→ What is required
Reproduce the listing below word for word, every line of it, but leave the pictures out of your answer.

→ Record set
········

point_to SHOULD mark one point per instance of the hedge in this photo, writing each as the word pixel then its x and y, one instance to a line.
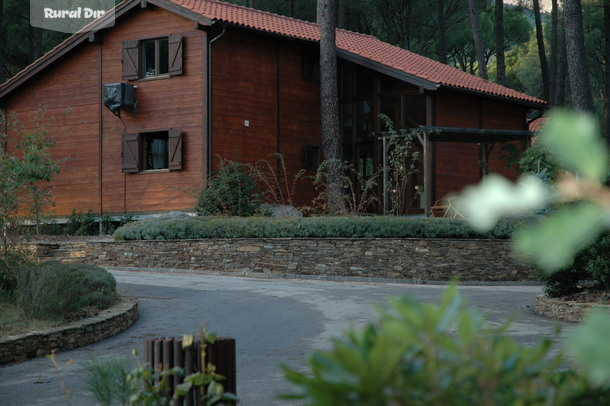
pixel 311 227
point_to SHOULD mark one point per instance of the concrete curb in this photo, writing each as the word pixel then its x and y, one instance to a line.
pixel 76 334
pixel 573 312
pixel 332 278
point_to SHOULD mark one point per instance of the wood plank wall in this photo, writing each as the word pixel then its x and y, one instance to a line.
pixel 457 164
pixel 72 93
pixel 263 84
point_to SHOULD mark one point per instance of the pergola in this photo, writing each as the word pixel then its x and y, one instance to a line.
pixel 485 138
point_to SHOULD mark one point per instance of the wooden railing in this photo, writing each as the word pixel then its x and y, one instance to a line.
pixel 167 353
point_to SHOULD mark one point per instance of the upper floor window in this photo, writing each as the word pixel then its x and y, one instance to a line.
pixel 152 57
pixel 155 59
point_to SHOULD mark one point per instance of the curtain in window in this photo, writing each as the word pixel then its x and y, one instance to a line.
pixel 159 153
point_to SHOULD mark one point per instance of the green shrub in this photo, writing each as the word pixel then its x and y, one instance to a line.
pixel 232 191
pixel 537 159
pixel 310 227
pixel 55 290
pixel 591 265
pixel 423 354
pixel 108 381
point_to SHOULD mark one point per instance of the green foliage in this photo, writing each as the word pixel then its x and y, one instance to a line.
pixel 312 227
pixel 423 354
pixel 231 191
pixel 277 186
pixel 537 159
pixel 153 386
pixel 10 260
pixel 55 290
pixel 586 153
pixel 573 140
pixel 589 270
pixel 402 159
pixel 109 382
pixel 356 194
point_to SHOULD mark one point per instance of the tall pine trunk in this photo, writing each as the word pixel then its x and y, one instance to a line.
pixel 554 50
pixel 499 38
pixel 478 38
pixel 341 7
pixel 329 102
pixel 607 71
pixel 541 50
pixel 2 44
pixel 578 72
pixel 562 63
pixel 442 31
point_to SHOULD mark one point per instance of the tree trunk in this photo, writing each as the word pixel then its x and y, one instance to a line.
pixel 329 102
pixel 578 72
pixel 541 51
pixel 341 13
pixel 442 32
pixel 554 50
pixel 607 71
pixel 478 38
pixel 562 63
pixel 35 43
pixel 2 45
pixel 499 37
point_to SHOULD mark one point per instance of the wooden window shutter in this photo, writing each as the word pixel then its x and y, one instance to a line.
pixel 131 153
pixel 175 54
pixel 131 60
pixel 175 149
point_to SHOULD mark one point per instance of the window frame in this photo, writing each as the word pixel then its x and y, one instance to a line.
pixel 143 65
pixel 133 58
pixel 133 148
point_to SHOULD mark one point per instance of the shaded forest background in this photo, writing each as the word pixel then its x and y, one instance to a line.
pixel 520 45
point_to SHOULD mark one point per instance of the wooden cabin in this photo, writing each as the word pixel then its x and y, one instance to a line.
pixel 213 80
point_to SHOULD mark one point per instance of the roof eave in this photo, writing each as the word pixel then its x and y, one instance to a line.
pixel 83 36
pixel 534 105
pixel 387 70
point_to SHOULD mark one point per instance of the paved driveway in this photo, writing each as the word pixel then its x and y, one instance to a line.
pixel 273 320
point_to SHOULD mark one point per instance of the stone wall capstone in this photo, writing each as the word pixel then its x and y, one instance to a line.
pixel 107 323
pixel 405 259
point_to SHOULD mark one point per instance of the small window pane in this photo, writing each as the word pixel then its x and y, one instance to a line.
pixel 155 151
pixel 163 56
pixel 364 112
pixel 148 51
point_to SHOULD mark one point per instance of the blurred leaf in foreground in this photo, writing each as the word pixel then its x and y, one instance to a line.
pixel 484 204
pixel 573 139
pixel 553 242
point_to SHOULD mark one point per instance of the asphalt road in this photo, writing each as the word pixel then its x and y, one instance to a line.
pixel 274 321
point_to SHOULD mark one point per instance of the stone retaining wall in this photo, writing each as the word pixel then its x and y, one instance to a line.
pixel 406 259
pixel 109 322
pixel 569 311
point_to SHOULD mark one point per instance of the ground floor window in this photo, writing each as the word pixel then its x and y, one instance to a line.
pixel 155 150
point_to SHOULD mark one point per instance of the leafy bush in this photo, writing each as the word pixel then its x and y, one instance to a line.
pixel 232 191
pixel 311 227
pixel 55 290
pixel 423 354
pixel 591 265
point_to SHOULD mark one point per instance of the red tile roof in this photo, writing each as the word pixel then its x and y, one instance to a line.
pixel 399 60
pixel 538 124
pixel 361 45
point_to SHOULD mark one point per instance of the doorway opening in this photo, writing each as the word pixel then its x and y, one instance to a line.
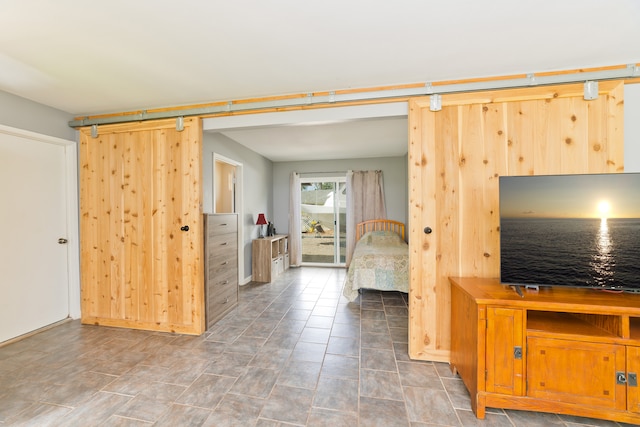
pixel 323 220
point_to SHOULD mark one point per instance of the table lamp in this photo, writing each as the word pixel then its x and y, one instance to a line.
pixel 261 221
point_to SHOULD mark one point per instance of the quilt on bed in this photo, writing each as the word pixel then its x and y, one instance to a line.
pixel 380 261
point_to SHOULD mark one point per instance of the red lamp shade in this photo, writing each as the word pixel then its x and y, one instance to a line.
pixel 261 220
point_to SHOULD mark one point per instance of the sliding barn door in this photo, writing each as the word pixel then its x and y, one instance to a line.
pixel 455 158
pixel 141 226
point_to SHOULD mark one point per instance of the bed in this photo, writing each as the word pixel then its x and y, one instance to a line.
pixel 380 259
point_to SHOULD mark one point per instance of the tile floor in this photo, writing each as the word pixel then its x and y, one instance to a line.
pixel 294 353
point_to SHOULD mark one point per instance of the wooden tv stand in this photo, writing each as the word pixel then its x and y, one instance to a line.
pixel 563 350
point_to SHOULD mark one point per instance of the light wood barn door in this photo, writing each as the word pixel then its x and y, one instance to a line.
pixel 140 187
pixel 455 158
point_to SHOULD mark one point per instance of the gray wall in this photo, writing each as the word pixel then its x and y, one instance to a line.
pixel 394 171
pixel 257 178
pixel 28 115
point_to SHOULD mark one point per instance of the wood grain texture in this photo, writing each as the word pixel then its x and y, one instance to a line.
pixel 456 157
pixel 379 225
pixel 139 184
pixel 576 345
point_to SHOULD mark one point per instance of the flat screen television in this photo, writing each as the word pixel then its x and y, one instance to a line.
pixel 571 230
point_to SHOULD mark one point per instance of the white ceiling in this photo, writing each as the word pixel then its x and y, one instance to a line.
pixel 121 55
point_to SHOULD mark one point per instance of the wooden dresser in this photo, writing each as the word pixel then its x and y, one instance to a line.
pixel 270 257
pixel 221 265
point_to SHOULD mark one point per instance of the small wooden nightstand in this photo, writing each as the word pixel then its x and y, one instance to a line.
pixel 270 257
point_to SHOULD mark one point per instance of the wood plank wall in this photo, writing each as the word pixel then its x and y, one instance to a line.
pixel 455 158
pixel 139 184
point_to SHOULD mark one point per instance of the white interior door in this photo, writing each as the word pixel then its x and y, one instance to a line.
pixel 34 284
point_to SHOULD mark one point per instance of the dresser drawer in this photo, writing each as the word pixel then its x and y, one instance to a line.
pixel 221 265
pixel 222 246
pixel 221 224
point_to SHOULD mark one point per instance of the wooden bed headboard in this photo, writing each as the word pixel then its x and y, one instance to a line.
pixel 379 225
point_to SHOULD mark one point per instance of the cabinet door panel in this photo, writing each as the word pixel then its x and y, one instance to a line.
pixel 633 368
pixel 576 372
pixel 505 332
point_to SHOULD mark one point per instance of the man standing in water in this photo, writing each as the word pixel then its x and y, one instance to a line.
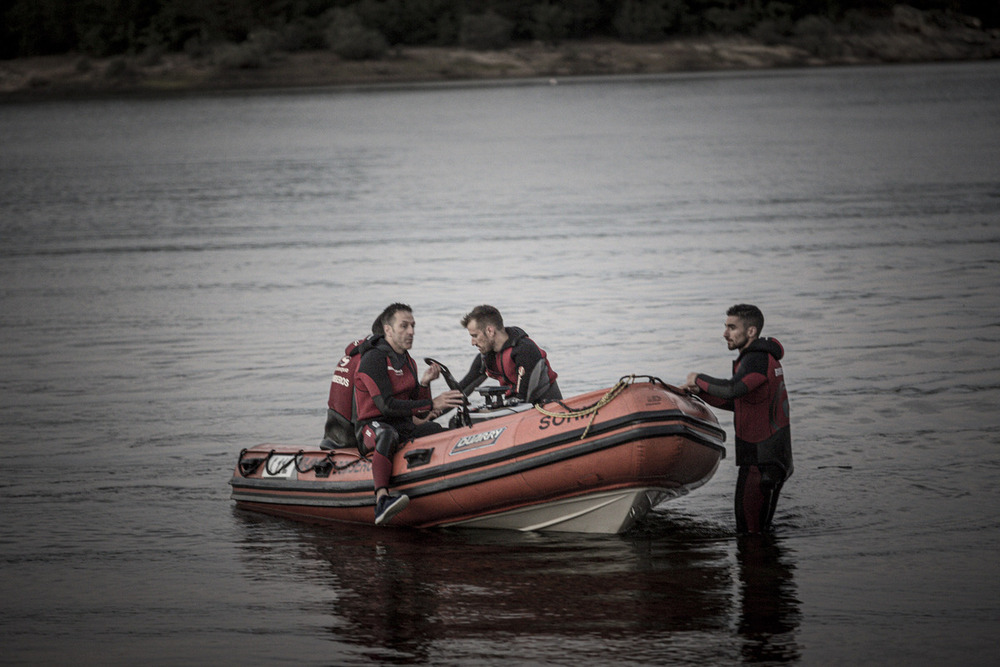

········

→ Expected output
point_to SHOULD mark one point per instance of the hedge in this photo, writing each as the word pixel then its x and y, one instance to a line.
pixel 311 227
point_to SHOULD mark one point per instance of the concrete curb in this photo, writing each as the word pixel then its x and y, one instance to a line.
pixel 76 334
pixel 573 312
pixel 332 278
point_to SHOULD mark one point per instance of the wood plank wall in this photo, writing each as the word pixel then its x and y, one instance to a line.
pixel 457 164
pixel 72 93
pixel 263 84
point_to SHOULD mark one point per instance of the pergola in this photo, writing each as the word pixel then its x and y, one instance to a line.
pixel 485 138
point_to SHOULD mark one point per instance of the wooden railing in this photo, writing each as the word pixel then its x and y, one instance to a line.
pixel 167 353
point_to SHOULD mark one point per instance of the upper floor window in this photo, writing each as the word pixel then its x and y, one instance to a line.
pixel 152 57
pixel 155 59
point_to SHOULD mark one point per instance of the curtain in window in this photo, writing each as the word pixel then its x and y, one instance to a line.
pixel 159 153
point_to SHOULD mark one point per instance of the green shrub in this photo, writing each as the word pixel then its x and y, one instance to a line.
pixel 232 191
pixel 537 159
pixel 310 227
pixel 55 290
pixel 591 265
pixel 423 354
pixel 108 381
point_to SHOULD mark one point per instance of the green foliage in this photo, writing each as the word pixel then its x and y, one instance to a line.
pixel 312 227
pixel 423 354
pixel 231 191
pixel 277 186
pixel 537 159
pixel 153 386
pixel 10 260
pixel 55 290
pixel 586 153
pixel 573 140
pixel 589 270
pixel 402 159
pixel 109 382
pixel 356 194
point_to SHOULD mark one point per instance of the tall pine trunk in this photo, writing each as the word pixel then its x and y, one instance to a line.
pixel 554 50
pixel 499 38
pixel 478 38
pixel 341 7
pixel 329 102
pixel 607 71
pixel 541 50
pixel 2 44
pixel 578 72
pixel 562 63
pixel 442 31
point_to SHOULD mark one point per instance of the tree trunk in this photo, writing each as the word pixel then its x and y, one instance to a line.
pixel 329 102
pixel 578 72
pixel 541 51
pixel 341 13
pixel 442 32
pixel 554 50
pixel 607 71
pixel 478 38
pixel 562 63
pixel 35 43
pixel 2 45
pixel 499 37
point_to SHOULD mark one point per instance of the wooden window shutter in this photo, writing each as the word pixel then its x and y, one instance to a line.
pixel 131 153
pixel 175 54
pixel 131 60
pixel 175 149
point_to SHOULD mark one point per instance of the window frame in this photo, writing each as the word pixel then its x and y, one instance to a line.
pixel 143 65
pixel 133 58
pixel 133 148
point_to SHOULD mark one point per instance of the shaded forest background in this photo, writing each as the word pixel then its x and y, one instance to a line.
pixel 520 45
point_to SHOULD mark one point per instance of the wooden cabin in this photo, writing each as the word pixel then its x and y, one instance to a line.
pixel 213 80
point_to SHOULD mark one point per instance of the roof eave in this photo, writing each as the word pixel then its x and y, one instance to a line.
pixel 83 36
pixel 534 105
pixel 387 70
point_to SHOULD mark one point per instance of the paved driveway in this photo, writing each as the word pixel then its x and y, one instance to a line.
pixel 273 320
point_to SHOULD mark one point per instance of the stone wall capstone in this photo, writing each as the word pixel then its x and y, one instance to a line.
pixel 107 323
pixel 405 259
point_to SHOULD mark one point per instance of the small window pane in this photo, writing each as the word pixel then its x and y, one instance to a line.
pixel 155 151
pixel 163 56
pixel 364 112
pixel 148 51
point_to SHOULD mark one point per instance of the blurred leaf in foreground in this photo, writing each as the word pixel then its x and y, one instance to a line.
pixel 484 204
pixel 573 139
pixel 553 242
point_to SHOULD mark one point per instance of the asphalt road in this photo, writing each as the word pixel then its x and y, one instance to a line.
pixel 274 321
point_to SHOULD mark one point per instance of the stone retaining wall in this photo, writing each as the word pixel then its x and y, one instance to a line.
pixel 406 259
pixel 109 322
pixel 569 311
point_to SHOULD mark one point per instance of the ground floor window in this photo, writing each as the word pixel then its x and y, one instance to a line.
pixel 155 150
point_to SHOULD mark one point per instance of the leafy bush in this photo, writing each as the word pixel then its x and y, one instance to a line.
pixel 232 191
pixel 311 227
pixel 55 290
pixel 423 354
pixel 591 265
point_to SHOULD mark one point per instance of the red tile roof in this photo, writing each as the word pixel then its x and y, one instance to a line.
pixel 399 60
pixel 538 124
pixel 361 45
point_to SHOULD mark one point per instance of the doorway opening in this photo, writing each as the word pixel then its x and y, one instance to a line.
pixel 323 220
point_to SHOULD mark one point per instance of the table lamp in this photo, writing each as the word pixel then its x and y, one instance to a line.
pixel 261 221
point_to SHOULD mark one point per instance of the quilt on bed in this photo, writing each as the word pixel then its x and y, one instance to a line.
pixel 380 261
point_to SHOULD mark one point per instance of the red lamp shade in this photo, writing each as the word pixel then its x and y, one instance to a line.
pixel 261 220
point_to SHOULD mark one point per instance of the sliding barn door in this photo, writing each as the word pixel then its x and y, one instance to a line.
pixel 455 158
pixel 141 226
point_to SHOULD mark one point per instance of the bed in this photo, writing each as the word pixel then its x and y, one instance to a line.
pixel 380 259
point_to SHOULD mark one point per instance of the tile floor in this photo, writing each as the word pixel then its x and y, one instance to a line.
pixel 294 353
point_to SHOULD mark one point per instance of the wooden tv stand in this photo, writing each as the word pixel then its x and y, one instance to a line.
pixel 563 350
point_to SHOULD mark one point per instance of the light wood barn door in this photo, writing each as the word pixel then its x and y, one instance to a line.
pixel 140 187
pixel 455 158
point_to SHOULD mark one point per instance of the gray wall in this photo, writing each as the word pixel then its x and y, one instance to a line.
pixel 394 171
pixel 257 178
pixel 28 115
point_to SHOULD mark one point per instance of the wood grain texture in this photo, writing each as the word pixel then its x and y, one instance to a line.
pixel 456 157
pixel 379 225
pixel 139 184
pixel 576 345
point_to SHOULD mark one point per instance of the flat screen television in this photo, writing each as the word pixel then its x and y, one instance to a line.
pixel 571 230
point_to SHOULD mark one point per instance of the white ceiling in this photo, writing each as the word pixel then its x and y, one instance to a line.
pixel 121 55
point_to SHOULD mark one point per instance of the wooden dresser in this photo, writing each as the word pixel then its x and y, one instance to a line.
pixel 270 257
pixel 221 265
point_to SHOULD mark one point per instance of the small wooden nightstand in this photo, writing each as the word pixel then its x and y, one instance to a line.
pixel 270 257
point_to SHOULD mark one point per instance of the wood plank wall in this photo, writing each as the word pixel then its x and y, one instance to a line.
pixel 455 158
pixel 139 184
point_to SHOULD mark one point per instance of the white interior door in this photo, writing each as the word pixel then its x and y, one instance to a line.
pixel 34 284
point_to SHOULD mark one point per instance of the dresser drawer in this photo, writing each as the word pixel then its x and y, one instance to a line.
pixel 221 265
pixel 222 246
pixel 221 224
point_to SHOULD mark one point per instance of the wooden bed headboard in this photo, writing each as the word pixel then its x and y, one instance to a line.
pixel 379 225
point_to SHOULD mark one point per instance of the cabinet door panel in this photo, writing each as the word pixel then its x and y, one instance to a line.
pixel 633 368
pixel 576 372
pixel 505 332
point_to SHOULD mark one point per instance of the man standing in water in this photo, writing each as the word pixel then its x and y, one instance to a line.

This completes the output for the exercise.